(Items from a dataset)
"""

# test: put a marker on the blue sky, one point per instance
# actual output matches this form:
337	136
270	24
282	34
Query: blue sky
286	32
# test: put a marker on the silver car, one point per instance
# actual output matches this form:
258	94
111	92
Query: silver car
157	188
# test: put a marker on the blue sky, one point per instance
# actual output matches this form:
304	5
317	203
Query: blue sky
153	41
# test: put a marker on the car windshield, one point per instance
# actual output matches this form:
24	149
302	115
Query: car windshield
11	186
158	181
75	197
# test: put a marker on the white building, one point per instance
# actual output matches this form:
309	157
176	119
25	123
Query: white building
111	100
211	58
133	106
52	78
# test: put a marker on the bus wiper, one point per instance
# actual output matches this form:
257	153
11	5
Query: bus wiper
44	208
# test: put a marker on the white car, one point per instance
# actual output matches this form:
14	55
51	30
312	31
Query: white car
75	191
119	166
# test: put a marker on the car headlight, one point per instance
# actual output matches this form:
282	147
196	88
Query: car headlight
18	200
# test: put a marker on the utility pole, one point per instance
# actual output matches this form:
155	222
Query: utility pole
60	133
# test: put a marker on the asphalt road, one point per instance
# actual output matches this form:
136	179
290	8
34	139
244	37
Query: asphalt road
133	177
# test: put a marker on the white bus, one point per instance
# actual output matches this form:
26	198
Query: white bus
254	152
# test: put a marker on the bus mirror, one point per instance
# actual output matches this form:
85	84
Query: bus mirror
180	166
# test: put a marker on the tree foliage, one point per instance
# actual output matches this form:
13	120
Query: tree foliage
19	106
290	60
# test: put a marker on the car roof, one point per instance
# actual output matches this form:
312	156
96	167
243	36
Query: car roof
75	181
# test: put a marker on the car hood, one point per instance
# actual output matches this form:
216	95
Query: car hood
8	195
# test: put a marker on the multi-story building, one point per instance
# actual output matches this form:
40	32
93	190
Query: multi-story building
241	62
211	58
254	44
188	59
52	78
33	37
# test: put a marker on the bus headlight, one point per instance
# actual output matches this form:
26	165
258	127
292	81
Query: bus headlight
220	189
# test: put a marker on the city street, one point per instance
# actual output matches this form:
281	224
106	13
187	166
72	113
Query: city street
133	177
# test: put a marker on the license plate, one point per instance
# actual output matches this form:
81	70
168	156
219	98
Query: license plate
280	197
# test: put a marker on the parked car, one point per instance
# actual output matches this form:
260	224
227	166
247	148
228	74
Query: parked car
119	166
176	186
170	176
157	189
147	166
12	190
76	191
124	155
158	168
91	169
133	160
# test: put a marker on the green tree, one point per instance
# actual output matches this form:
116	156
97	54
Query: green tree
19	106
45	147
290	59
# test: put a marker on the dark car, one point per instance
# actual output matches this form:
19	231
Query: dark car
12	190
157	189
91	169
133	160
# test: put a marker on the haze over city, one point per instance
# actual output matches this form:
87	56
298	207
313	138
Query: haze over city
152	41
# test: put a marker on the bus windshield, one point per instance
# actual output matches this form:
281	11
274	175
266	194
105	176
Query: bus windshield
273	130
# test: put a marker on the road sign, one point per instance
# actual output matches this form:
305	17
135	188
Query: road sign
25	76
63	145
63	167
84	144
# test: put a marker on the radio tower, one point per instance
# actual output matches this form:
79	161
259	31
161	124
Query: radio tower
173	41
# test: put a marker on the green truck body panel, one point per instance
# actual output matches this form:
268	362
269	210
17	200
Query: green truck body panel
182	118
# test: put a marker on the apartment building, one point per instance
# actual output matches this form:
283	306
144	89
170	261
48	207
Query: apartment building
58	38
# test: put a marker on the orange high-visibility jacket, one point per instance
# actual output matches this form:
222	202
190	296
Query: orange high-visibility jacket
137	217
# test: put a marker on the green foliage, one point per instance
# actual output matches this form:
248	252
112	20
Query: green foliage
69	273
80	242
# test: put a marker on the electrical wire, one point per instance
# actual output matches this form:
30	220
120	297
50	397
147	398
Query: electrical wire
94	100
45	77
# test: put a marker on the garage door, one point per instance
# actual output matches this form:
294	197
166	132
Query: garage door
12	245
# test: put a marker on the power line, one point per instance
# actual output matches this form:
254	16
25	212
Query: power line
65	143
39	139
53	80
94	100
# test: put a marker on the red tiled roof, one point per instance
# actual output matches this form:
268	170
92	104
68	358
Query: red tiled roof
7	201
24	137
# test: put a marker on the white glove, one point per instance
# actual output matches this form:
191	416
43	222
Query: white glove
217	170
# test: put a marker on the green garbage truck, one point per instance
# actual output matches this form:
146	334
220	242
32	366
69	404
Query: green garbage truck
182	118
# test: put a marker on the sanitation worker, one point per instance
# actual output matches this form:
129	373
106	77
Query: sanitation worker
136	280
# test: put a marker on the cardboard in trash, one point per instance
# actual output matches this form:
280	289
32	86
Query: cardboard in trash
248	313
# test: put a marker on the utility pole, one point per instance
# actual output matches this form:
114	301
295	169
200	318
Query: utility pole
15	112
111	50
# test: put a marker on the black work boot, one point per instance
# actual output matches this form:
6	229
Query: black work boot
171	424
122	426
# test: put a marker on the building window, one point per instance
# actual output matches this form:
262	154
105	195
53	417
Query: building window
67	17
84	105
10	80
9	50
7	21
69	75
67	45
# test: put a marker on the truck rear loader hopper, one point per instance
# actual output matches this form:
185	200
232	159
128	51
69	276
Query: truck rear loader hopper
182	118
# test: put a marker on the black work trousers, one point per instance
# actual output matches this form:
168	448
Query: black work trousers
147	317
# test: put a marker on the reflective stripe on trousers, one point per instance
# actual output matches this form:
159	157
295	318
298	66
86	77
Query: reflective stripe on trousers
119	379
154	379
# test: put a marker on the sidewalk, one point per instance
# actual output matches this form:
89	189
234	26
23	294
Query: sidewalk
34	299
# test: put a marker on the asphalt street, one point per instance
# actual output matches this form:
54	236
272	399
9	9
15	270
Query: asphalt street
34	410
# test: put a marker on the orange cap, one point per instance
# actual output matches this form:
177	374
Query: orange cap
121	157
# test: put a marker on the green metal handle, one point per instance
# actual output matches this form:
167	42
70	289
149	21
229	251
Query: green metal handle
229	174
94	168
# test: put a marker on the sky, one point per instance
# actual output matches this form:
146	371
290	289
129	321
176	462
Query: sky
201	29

"""

◆ Work instructions: Reproduce the lines verbatim, starting with the line that contains "# test: put a marker on the sky, one" and continuing through the end of the records.

◆ Response to this task:
# test: put a marker on the sky, one point per instance
# actual output matches this form:
146	371
290	289
129	321
176	462
Query: sky
201	29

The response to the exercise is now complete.